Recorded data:

--- begin ---

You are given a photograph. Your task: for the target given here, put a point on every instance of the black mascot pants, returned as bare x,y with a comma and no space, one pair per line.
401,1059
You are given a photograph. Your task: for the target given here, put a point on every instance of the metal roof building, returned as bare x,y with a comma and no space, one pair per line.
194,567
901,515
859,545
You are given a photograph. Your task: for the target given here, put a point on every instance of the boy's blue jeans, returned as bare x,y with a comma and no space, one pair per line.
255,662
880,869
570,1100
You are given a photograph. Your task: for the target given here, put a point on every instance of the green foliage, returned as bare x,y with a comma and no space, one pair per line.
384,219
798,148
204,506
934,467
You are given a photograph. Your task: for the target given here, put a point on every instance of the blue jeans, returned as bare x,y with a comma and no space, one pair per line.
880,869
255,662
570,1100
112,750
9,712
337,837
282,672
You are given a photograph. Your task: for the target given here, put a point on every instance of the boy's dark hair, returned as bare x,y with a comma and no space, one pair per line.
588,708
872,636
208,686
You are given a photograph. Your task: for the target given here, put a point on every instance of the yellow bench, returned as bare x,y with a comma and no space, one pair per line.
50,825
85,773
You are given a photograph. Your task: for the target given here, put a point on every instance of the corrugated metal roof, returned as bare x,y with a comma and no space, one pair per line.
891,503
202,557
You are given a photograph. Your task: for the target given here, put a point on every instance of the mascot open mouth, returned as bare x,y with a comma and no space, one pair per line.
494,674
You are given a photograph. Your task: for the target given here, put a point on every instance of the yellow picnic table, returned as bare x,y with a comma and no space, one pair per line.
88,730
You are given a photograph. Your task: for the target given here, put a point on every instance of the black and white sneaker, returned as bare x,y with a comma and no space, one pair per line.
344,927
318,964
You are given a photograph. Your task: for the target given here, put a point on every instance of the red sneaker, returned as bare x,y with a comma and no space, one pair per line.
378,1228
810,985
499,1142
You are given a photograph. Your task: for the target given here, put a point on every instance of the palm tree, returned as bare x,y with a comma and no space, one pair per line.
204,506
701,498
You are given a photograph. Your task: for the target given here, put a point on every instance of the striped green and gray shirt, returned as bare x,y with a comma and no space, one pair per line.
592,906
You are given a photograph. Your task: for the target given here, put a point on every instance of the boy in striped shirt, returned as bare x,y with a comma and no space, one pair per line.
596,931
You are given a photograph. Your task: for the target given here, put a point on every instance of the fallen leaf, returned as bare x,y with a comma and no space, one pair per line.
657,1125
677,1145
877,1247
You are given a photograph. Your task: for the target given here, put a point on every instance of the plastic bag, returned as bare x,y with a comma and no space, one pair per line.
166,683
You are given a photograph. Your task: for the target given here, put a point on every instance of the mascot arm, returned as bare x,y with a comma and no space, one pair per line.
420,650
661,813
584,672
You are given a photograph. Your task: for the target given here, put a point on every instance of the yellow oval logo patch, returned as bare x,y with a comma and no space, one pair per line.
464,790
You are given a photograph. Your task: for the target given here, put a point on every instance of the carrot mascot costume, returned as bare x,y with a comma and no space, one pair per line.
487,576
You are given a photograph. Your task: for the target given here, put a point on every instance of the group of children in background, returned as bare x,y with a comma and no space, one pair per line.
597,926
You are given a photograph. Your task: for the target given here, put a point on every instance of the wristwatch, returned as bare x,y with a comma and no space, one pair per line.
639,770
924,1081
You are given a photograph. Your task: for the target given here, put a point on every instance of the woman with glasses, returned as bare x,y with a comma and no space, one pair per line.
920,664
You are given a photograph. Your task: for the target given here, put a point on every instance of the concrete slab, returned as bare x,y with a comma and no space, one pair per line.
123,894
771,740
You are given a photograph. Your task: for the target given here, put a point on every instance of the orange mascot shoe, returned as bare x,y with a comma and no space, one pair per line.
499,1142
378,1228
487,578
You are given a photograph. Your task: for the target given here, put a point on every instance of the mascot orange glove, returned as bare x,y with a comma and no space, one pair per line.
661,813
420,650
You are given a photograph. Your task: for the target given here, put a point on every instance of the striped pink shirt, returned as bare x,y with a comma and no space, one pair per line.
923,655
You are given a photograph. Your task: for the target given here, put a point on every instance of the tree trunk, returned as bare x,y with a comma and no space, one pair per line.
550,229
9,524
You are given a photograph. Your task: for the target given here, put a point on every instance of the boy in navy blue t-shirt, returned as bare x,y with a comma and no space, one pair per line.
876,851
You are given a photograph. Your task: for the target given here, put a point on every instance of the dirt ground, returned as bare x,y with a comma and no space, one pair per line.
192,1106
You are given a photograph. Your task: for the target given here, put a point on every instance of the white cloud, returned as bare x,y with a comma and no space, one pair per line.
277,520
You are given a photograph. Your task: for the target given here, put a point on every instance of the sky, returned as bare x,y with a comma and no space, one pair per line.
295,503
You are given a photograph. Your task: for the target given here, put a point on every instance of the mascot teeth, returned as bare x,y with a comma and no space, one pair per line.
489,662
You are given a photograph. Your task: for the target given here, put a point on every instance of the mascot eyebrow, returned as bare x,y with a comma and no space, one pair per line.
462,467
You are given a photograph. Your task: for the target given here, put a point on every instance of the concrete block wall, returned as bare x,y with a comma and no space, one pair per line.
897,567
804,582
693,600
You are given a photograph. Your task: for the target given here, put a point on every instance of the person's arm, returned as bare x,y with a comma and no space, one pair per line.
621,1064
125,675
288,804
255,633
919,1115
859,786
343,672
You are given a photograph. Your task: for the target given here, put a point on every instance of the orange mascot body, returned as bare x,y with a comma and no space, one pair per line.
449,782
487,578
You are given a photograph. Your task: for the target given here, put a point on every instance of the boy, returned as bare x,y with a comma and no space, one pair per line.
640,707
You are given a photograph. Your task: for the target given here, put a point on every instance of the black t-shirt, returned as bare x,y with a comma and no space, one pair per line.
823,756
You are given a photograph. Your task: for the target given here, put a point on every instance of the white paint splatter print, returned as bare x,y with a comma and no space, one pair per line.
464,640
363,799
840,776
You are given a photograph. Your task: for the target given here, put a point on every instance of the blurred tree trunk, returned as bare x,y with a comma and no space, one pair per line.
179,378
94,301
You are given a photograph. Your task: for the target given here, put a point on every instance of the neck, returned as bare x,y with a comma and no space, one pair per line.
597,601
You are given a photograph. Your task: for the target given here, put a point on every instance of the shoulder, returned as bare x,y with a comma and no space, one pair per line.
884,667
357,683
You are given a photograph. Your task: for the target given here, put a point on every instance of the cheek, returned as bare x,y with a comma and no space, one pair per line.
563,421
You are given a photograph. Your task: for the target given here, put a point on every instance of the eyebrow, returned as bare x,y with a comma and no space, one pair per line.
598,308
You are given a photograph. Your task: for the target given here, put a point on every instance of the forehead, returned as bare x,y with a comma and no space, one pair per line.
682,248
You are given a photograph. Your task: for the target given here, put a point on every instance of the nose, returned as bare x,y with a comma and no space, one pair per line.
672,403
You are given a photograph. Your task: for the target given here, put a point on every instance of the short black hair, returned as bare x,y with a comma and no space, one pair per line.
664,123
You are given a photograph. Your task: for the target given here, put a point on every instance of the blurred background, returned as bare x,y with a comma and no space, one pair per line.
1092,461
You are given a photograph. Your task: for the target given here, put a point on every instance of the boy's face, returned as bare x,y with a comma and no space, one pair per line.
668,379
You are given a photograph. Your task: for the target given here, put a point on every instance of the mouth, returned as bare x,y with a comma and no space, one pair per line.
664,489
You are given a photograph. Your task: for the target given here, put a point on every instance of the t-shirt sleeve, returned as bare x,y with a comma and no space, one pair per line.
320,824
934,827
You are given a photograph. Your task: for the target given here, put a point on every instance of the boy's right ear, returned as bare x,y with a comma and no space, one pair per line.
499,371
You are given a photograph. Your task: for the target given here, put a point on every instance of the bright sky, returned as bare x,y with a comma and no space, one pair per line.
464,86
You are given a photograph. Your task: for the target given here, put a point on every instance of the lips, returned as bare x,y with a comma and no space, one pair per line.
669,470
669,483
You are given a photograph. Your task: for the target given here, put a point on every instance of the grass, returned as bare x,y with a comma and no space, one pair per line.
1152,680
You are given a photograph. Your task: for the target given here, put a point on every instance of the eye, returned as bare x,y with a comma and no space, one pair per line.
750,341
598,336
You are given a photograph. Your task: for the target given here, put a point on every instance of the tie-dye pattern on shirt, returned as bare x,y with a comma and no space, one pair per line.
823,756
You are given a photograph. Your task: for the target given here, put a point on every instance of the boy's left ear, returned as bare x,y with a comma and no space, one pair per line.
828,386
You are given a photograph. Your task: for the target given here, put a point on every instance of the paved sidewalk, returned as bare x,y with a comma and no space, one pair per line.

--- end ---

Can you pull out every line of the records, word for word, from the one containing "the grass, returned" through the end of the records?

Solution to this problem —
You are given a photograph. Your task: for the target given here, put a point on every instance of the grass, returned as bare x,y with a comma and no space, one pair per line.
1152,680
You are given a photograph. Your task: for the target given here, put a point on every instance of the eye, returned as bare x,y with a comma and no space, one pair per line.
750,341
598,336
You are given a photograph. Your task: for the target given here, put a point on every instance of the tie-dye pattern on shirt, returned as bare x,y with a comma and no space, one pair per line.
823,756
You are given a photograph. Your task: for the target given here, put a point on every instance of the boy's left ear, returned as bare x,y with a comma and no space, one pair per line.
828,386
You are given a photograph. Your task: for the target given here, put a point on every instance of the paved sidewalk, returned as bare x,y with a comma and no space, one pair per line.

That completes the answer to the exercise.